→ **Text**:

-------------------------

Walker and WHO working towards an integrated health and climate information system for improved readiness

Friday, April 7, 2017

By Didacus B. Namanya

This blog tackles the climate change and health nexus in the context of identifying the relevant metrics and developing a toolkit for guiding health systems to improve their readiness/response to climate related impacts. Climate change readiness may include innovative and practical ways through which a system is prepared to respond to the climate change challenge.

In the public health perspective, climate change readiness inevitably requires the acquisition, storage, analysis and timely dissemination and utilization of climate information; which must be adequately integrated with health information systems (HIS) to act as a basis of informed climate smart decision-making at various levels of the health care system. However, climate information is a core function of the environment sector mandated to hydrometeorology professionals. This raises a legitimate question; “ how can relevant climate and health information be shared between the health and climate sectors to create readiness with appropriate response measures?”

-------------------------

→ **Information shown**:
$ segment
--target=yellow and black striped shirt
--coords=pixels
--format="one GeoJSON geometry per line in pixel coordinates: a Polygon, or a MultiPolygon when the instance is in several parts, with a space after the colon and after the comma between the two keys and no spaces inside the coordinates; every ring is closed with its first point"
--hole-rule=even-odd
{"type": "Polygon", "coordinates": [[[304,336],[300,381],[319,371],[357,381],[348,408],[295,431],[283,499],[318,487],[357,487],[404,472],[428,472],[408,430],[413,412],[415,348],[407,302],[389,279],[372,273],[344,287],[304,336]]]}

-------------------------

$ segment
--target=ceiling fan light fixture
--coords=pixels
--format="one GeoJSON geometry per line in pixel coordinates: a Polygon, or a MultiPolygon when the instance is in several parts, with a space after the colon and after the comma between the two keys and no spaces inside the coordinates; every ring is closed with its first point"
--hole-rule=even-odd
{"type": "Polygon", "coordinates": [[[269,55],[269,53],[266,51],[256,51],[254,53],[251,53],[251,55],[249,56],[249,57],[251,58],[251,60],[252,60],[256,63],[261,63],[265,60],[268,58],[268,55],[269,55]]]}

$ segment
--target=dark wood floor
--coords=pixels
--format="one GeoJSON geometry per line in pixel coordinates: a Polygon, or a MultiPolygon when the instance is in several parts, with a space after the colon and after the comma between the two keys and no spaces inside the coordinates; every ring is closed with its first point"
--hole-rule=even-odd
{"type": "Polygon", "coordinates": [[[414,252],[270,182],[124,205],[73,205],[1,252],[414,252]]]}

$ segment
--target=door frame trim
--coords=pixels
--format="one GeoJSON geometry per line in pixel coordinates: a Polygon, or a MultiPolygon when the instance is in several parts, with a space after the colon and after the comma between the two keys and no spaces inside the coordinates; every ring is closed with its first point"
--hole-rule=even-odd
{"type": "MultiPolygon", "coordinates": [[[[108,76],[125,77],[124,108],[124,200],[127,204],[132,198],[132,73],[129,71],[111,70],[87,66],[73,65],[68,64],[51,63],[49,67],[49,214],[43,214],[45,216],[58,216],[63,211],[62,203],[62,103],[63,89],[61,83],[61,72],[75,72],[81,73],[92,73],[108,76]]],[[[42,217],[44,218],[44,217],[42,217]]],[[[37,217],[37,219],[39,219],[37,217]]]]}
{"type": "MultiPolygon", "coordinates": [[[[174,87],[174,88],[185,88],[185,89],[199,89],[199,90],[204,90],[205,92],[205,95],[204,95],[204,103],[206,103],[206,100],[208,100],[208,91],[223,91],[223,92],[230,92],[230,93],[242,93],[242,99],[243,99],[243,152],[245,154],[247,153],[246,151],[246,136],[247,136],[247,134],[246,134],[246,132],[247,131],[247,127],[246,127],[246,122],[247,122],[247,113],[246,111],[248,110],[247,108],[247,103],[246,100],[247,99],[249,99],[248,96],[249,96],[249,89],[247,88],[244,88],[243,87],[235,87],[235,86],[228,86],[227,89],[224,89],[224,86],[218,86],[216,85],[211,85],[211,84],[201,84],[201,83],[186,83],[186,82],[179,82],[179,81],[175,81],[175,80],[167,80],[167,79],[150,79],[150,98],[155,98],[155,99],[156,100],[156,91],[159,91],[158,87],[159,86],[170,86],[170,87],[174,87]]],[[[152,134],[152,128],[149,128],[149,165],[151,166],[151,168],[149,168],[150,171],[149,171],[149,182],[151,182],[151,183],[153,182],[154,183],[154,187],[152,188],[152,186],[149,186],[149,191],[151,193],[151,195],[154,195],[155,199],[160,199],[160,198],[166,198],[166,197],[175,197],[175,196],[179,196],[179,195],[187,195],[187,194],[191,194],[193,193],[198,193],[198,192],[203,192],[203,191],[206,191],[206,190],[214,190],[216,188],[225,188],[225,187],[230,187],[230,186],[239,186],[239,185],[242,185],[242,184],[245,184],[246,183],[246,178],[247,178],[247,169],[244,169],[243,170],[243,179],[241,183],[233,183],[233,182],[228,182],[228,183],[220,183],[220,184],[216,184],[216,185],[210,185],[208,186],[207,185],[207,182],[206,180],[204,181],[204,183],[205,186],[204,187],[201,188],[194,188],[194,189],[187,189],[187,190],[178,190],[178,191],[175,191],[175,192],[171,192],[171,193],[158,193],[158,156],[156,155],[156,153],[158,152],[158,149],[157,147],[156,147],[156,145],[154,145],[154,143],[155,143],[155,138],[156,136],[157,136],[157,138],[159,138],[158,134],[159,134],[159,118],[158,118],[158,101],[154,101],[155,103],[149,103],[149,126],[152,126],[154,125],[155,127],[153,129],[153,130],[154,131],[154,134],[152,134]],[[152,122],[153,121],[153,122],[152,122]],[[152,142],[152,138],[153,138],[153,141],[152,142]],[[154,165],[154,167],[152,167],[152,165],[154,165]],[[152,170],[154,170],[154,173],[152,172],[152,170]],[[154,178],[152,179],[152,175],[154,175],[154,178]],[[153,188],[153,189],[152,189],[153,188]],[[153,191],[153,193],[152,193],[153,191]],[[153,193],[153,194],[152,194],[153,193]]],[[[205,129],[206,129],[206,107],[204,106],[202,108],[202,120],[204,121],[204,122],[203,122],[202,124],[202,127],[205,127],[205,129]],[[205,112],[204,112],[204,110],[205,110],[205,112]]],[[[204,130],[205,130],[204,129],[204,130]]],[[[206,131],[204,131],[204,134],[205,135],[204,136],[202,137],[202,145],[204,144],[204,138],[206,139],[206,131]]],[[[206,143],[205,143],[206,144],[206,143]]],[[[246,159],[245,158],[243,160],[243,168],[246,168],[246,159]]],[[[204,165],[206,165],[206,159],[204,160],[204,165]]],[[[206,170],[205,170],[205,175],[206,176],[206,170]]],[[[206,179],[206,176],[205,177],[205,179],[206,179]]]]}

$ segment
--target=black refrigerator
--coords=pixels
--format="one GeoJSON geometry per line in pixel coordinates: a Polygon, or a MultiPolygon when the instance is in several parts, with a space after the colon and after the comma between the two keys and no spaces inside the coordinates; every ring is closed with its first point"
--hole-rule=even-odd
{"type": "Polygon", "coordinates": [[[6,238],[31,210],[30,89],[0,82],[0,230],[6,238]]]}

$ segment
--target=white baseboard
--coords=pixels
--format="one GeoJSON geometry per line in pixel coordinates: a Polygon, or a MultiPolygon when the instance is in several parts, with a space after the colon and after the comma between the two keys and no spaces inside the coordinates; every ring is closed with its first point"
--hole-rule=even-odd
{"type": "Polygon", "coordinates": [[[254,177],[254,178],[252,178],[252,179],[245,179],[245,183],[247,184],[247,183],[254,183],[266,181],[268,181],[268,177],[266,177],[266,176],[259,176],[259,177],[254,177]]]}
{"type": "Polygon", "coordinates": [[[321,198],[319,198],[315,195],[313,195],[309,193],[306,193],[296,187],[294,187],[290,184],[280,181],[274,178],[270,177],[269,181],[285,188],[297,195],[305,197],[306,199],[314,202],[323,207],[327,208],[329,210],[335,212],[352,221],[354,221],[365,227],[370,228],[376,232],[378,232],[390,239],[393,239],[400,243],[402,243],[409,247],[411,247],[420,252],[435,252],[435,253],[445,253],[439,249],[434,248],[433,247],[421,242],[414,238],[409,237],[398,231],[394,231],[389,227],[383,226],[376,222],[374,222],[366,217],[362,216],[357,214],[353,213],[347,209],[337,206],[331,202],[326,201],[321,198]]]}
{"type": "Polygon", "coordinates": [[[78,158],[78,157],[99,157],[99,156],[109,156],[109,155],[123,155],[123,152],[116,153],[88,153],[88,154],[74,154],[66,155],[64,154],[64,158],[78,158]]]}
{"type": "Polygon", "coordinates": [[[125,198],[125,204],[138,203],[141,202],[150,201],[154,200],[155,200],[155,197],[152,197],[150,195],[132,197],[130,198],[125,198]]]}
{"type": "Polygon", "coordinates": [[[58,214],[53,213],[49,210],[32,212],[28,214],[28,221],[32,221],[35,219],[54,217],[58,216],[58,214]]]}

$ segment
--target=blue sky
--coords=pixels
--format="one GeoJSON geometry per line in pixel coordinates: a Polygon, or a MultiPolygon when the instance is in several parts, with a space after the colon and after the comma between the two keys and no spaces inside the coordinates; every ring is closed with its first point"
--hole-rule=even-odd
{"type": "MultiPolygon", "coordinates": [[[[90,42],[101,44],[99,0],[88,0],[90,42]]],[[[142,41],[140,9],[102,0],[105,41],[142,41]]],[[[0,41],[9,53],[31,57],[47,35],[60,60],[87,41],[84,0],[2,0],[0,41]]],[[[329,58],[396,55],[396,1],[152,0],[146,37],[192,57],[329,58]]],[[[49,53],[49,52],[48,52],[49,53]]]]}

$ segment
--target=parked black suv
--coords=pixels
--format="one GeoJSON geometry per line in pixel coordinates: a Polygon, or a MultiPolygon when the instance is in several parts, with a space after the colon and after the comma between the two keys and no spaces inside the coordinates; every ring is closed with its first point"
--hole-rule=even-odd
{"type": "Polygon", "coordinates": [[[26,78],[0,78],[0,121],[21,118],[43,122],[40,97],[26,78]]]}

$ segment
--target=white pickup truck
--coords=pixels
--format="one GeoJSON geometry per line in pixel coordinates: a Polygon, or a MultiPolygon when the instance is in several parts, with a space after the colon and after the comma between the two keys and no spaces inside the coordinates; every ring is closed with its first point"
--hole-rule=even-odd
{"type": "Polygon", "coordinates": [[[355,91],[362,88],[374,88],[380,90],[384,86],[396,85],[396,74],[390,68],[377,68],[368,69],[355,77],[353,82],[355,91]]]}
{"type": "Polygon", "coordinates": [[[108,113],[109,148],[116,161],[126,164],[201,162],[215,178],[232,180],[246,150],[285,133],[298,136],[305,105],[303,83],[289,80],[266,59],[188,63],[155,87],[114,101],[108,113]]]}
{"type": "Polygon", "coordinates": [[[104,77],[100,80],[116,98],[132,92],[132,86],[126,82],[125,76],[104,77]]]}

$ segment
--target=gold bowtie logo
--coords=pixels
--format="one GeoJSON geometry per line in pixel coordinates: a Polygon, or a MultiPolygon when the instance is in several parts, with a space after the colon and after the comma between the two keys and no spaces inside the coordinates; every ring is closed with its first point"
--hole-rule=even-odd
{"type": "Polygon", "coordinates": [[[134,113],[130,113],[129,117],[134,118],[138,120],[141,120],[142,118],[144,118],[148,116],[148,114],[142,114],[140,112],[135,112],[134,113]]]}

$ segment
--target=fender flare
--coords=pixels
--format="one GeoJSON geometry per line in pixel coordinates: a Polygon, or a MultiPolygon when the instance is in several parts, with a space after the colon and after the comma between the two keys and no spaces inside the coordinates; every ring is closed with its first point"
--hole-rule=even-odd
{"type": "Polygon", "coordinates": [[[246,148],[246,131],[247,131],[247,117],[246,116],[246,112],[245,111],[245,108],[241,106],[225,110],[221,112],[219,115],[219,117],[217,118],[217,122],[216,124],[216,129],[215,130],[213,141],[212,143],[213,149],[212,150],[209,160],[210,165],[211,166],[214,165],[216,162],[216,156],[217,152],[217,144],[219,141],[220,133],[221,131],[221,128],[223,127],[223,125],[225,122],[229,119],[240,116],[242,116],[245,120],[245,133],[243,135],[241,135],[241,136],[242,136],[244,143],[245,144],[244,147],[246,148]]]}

-------------------------

Rewrite the climate and health blog post starting at "Friday, April 7, 2017" and ending at "climate change challenge.", swapping "toolkit" for "handbook".

Friday, April 7, 2017

By Didacus B. Namanya

This blog tackles the climate change and health nexus in the context of identifying the relevant metrics and developing a handbook for guiding health systems to improve their readiness/response to climate related impacts. Climate change readiness may include innovative and practical ways through which a system is prepared to respond to the climate change challenge.